[start RECORDS FOR THE TASK]
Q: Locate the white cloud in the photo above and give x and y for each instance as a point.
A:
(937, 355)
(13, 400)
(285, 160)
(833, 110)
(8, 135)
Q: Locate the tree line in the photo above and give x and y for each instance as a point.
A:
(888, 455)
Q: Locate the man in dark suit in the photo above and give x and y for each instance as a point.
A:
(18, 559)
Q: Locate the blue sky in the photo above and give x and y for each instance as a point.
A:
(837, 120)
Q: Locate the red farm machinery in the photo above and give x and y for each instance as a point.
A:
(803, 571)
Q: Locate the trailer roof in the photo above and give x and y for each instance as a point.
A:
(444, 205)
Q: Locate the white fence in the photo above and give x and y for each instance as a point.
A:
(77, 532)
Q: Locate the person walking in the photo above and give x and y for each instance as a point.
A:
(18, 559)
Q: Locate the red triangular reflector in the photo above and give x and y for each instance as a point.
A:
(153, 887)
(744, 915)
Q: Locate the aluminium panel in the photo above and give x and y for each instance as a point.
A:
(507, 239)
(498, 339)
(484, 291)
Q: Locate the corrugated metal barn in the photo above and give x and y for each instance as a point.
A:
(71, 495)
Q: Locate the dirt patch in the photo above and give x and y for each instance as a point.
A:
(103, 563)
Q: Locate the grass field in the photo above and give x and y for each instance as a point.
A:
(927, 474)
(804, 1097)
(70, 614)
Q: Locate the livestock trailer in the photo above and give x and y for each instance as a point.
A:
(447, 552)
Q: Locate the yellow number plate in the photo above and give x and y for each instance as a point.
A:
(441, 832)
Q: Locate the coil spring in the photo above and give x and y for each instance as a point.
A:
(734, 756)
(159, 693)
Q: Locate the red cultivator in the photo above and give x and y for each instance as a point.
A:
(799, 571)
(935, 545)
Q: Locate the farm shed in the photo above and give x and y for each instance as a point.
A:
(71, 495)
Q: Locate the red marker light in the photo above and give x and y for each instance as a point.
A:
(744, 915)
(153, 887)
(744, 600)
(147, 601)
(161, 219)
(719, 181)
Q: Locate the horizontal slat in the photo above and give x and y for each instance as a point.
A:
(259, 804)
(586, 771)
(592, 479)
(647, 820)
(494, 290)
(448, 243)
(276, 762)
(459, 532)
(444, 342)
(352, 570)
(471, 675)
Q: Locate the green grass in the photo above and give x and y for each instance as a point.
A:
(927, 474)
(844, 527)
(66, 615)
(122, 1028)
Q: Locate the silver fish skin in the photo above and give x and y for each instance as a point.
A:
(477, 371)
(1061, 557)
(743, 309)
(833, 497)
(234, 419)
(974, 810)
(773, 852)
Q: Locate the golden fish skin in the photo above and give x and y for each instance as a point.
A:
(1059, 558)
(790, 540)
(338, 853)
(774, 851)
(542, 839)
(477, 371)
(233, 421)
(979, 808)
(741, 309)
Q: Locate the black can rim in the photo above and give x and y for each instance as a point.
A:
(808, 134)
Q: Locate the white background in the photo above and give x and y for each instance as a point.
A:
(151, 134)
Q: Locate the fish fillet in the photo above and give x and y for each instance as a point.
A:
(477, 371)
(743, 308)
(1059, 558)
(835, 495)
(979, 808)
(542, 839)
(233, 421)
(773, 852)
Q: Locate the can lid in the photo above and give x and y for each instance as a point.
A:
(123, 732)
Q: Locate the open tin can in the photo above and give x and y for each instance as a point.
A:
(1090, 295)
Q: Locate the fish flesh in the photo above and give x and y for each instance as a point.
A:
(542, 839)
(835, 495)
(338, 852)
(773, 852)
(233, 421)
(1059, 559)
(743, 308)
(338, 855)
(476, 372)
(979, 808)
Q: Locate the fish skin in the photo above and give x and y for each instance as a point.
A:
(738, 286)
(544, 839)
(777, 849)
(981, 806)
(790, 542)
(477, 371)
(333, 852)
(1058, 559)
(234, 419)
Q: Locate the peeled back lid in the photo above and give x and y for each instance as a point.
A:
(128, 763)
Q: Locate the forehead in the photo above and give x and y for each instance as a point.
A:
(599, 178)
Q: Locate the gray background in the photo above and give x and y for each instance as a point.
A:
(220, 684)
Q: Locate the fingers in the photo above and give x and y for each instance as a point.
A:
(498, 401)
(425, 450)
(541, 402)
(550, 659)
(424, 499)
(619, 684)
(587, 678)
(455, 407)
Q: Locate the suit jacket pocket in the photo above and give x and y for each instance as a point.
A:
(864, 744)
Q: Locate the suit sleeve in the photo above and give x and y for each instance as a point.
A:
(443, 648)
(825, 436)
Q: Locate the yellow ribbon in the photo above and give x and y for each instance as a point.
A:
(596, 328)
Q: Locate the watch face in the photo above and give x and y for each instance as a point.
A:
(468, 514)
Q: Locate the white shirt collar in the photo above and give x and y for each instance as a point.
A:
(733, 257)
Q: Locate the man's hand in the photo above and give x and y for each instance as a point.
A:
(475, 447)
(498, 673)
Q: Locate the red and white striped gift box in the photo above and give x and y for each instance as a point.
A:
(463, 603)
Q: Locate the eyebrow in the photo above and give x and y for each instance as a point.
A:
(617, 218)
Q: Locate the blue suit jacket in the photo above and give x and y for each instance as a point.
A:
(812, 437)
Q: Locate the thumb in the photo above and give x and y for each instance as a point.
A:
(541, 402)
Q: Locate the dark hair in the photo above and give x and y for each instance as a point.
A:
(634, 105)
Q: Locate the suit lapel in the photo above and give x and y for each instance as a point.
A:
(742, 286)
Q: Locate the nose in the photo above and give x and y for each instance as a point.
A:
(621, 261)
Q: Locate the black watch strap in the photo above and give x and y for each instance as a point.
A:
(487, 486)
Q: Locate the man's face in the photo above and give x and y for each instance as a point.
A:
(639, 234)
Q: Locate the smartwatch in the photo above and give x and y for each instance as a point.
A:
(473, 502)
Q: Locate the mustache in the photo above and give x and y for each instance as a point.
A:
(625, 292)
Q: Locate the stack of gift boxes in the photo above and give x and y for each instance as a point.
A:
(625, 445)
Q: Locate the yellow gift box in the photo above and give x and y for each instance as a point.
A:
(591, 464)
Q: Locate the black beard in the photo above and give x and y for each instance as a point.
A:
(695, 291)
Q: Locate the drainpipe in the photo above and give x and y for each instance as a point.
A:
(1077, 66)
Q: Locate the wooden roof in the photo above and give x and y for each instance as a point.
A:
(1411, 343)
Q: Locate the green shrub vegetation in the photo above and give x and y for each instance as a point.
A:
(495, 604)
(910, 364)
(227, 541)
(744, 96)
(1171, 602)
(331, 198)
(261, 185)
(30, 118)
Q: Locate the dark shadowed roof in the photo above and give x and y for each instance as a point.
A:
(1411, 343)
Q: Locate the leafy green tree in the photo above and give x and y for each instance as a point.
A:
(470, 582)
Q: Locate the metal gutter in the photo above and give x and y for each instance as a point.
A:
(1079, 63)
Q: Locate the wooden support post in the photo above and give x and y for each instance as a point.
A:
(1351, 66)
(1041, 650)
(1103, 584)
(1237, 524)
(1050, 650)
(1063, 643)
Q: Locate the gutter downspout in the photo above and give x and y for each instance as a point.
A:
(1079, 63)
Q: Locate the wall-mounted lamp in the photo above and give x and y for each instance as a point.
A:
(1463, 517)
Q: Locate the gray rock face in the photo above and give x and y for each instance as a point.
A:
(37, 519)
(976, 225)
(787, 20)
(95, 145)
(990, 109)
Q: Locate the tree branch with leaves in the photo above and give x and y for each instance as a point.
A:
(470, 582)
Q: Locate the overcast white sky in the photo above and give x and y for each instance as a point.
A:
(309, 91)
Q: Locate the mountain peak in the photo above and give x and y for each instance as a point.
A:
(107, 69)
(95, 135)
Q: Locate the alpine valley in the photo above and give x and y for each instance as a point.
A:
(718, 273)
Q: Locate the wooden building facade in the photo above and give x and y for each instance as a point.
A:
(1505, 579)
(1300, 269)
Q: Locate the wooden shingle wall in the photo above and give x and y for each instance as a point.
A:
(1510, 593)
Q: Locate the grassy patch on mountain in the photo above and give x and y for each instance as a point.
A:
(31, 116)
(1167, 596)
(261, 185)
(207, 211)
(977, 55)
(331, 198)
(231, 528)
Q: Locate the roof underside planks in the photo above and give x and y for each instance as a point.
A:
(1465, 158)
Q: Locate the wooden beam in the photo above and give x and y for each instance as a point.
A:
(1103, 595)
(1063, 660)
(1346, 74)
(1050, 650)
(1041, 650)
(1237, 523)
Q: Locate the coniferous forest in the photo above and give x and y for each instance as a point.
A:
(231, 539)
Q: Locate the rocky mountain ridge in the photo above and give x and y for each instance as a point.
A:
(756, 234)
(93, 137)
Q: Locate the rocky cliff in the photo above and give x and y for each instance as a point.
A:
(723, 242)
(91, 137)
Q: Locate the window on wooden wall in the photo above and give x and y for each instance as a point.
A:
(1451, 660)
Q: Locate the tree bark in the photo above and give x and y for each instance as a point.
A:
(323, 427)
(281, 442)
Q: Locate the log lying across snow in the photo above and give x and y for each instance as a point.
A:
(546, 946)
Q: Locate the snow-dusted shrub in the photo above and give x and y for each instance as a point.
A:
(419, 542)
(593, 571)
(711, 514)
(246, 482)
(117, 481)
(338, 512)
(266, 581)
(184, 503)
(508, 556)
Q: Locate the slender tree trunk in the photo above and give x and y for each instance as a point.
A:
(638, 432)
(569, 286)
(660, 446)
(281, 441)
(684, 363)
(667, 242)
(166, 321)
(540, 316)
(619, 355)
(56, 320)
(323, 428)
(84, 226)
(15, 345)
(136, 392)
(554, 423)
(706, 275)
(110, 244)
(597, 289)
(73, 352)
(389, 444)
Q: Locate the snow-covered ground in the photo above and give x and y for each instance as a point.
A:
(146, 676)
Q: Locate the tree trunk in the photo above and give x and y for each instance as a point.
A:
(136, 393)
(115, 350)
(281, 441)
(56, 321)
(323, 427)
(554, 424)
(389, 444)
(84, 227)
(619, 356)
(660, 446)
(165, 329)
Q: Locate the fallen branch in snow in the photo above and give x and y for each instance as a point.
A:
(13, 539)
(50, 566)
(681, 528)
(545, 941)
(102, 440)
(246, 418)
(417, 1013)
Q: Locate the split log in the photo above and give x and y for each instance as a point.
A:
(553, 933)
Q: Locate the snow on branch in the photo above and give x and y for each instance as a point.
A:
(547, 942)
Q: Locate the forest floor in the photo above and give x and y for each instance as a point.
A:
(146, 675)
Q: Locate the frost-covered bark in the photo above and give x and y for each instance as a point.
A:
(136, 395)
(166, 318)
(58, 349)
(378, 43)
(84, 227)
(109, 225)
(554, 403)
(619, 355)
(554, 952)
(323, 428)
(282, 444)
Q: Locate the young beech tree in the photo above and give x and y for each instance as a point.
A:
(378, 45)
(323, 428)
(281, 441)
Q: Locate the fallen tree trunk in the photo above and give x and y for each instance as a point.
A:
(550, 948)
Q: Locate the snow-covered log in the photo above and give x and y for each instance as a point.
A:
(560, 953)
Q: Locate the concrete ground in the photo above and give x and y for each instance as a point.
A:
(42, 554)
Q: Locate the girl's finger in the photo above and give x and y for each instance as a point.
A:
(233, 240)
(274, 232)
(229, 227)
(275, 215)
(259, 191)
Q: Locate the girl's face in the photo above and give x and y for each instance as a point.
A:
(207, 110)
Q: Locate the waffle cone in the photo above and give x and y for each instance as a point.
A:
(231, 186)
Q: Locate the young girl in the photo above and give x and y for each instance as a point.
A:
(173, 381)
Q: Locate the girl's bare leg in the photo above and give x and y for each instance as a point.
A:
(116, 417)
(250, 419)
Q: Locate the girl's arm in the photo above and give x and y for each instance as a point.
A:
[end RECORDS FOR THE TASK]
PROBLEM REQUIREMENTS: Rewrite the material from the line with "Q: Locate the girl's arm" through the end, changing "girl's arm" to "girl's elbow" and keeping everything else the same.

COMPLETE OUTPUT:
Q: Locate the girl's elbow in the photo above and give x and y for each instance as a point.
A:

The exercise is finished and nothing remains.